■ Excerpted text:
╭──

Replace Magic Number with Symbolic Constant
double potentialEnergy(double mass, double height) {
return mass * 9.81 * height;
}
double const GRAVITATIONAL_CONSTANT = 9.81;
double potentialEnergy(double mass, double height) {
return mass * GRAVITATIONAL_CONSTANT * height;
}

Long method and comments
• Be aggressive about decomposing methods
• Whenever you feel the need to comment 
something, write a method instead.
– named after the intention of the code
rather than how it does it
• Equivalent smell:
too many temporary variables

// read the adjacency matrix
for (int i = 1; i <= n; ++i)
for (int j = 1; j <= n; ++j) cin >> a[i][j];
// Floyd-Warshall algorithm
for (int k = 1; k <= n; ++k)
for (int i = 1; i <= n; ++i)
for (int j = 1; j <= n; ++j)
if (a[i][j] > a[i][k] + a[k][j])
a[i][j] = a[i][k] + a[k][j];
// write the adjacency matrix
for (int i = 1; i <= n; ++i) {
for (int j = 1; j <= n; ++j)
cout << a[i][j] << ' ';
cout << endl;
}

void readMatrix() {
for (int i = 1; i <= n; ++i)
for (int j = 1; j <= n; ++j)

╰──

■ Short problem 1: In the refactoring notes, translate this sentence into Spanish: "Whenever you feel the need to comment something, write a method instead."

■ Records provided:
╭──

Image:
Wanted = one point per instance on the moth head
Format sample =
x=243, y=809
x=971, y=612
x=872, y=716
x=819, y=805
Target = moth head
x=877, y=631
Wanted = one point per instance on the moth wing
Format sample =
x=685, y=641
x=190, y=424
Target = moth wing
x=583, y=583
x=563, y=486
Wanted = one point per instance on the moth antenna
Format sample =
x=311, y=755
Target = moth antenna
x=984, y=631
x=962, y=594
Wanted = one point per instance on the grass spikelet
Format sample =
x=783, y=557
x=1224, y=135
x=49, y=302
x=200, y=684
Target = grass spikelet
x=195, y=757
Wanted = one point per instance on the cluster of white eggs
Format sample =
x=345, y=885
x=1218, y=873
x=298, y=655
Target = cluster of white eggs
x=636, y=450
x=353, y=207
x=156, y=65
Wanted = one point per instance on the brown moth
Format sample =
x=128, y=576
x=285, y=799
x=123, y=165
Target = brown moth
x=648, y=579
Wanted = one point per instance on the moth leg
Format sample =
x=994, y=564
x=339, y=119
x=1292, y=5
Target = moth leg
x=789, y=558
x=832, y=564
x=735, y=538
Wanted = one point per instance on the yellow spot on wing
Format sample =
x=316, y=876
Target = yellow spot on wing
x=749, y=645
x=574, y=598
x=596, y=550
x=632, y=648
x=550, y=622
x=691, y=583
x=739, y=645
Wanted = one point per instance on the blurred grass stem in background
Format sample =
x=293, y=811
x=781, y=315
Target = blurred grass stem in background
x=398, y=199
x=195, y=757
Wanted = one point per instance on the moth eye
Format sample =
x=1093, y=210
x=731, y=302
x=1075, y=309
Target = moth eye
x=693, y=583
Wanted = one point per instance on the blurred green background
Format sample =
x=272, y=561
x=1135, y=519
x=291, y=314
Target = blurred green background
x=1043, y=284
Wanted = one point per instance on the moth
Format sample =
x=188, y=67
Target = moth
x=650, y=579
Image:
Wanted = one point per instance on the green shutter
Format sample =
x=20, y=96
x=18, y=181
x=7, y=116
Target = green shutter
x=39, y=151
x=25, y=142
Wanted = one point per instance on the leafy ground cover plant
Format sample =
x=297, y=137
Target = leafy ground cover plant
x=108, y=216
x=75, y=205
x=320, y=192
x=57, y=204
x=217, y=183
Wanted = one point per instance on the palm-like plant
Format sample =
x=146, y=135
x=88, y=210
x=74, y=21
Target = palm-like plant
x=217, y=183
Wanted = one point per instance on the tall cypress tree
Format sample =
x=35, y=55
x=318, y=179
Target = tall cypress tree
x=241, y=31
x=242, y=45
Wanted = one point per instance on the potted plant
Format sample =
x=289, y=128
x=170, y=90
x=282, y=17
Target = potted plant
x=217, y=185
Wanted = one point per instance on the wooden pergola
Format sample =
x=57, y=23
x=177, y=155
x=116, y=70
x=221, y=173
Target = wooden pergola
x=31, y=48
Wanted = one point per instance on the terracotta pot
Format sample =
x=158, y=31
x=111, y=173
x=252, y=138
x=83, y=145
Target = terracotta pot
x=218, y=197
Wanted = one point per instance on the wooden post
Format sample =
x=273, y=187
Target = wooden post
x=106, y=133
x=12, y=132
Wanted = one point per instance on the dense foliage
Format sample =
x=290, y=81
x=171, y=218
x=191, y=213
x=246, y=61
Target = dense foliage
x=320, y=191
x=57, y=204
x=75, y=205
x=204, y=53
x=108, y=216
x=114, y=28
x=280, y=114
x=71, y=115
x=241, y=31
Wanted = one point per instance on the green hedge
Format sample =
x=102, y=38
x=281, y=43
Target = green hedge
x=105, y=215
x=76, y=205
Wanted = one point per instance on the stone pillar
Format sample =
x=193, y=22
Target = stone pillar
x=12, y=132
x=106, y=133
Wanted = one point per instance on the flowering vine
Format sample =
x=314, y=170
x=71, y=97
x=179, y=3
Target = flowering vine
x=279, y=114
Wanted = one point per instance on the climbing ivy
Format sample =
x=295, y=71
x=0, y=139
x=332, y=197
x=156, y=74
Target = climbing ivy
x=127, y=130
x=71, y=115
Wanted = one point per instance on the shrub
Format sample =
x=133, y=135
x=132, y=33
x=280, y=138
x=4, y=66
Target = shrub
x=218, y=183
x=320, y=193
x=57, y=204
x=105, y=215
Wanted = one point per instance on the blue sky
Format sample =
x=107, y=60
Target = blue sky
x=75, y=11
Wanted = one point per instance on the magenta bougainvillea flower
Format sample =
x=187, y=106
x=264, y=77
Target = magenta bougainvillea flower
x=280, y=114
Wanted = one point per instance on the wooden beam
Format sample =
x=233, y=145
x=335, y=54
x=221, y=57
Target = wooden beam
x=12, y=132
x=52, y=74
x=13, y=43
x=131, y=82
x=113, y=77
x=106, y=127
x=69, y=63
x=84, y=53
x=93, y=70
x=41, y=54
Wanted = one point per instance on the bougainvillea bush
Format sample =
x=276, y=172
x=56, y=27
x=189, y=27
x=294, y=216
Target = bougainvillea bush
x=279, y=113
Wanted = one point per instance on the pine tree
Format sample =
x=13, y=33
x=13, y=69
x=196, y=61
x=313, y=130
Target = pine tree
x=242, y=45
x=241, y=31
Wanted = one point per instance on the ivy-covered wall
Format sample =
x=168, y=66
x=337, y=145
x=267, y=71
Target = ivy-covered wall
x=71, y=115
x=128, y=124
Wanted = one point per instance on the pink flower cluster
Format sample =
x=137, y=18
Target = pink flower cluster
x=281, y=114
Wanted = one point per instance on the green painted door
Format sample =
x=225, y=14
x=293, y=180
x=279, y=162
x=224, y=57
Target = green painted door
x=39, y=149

╰──

■ Short problem 2: Reproduce the rows word for word, starting with the line that contains "Wanted = one point per instance on the ivy-covered" and going on through the final line of the rows.

■ Solution 1: Cada vez que sientas la necesidad de comentar algo, escribe un método en su lugar.

■ Solution 2:
Wanted = one point per instance on the ivy-covered wall
Format sample =
x=168, y=66
x=337, y=145
x=267, y=71
Target = ivy-covered wall
x=71, y=115
x=128, y=124
Wanted = one point per instance on the pink flower cluster
Format sample =
x=137, y=18
Target = pink flower cluster
x=281, y=114
Wanted = one point per instance on the green painted door
Format sample =
x=225, y=14
x=293, y=180
x=279, y=162
x=224, y=57
Target = green painted door
x=39, y=149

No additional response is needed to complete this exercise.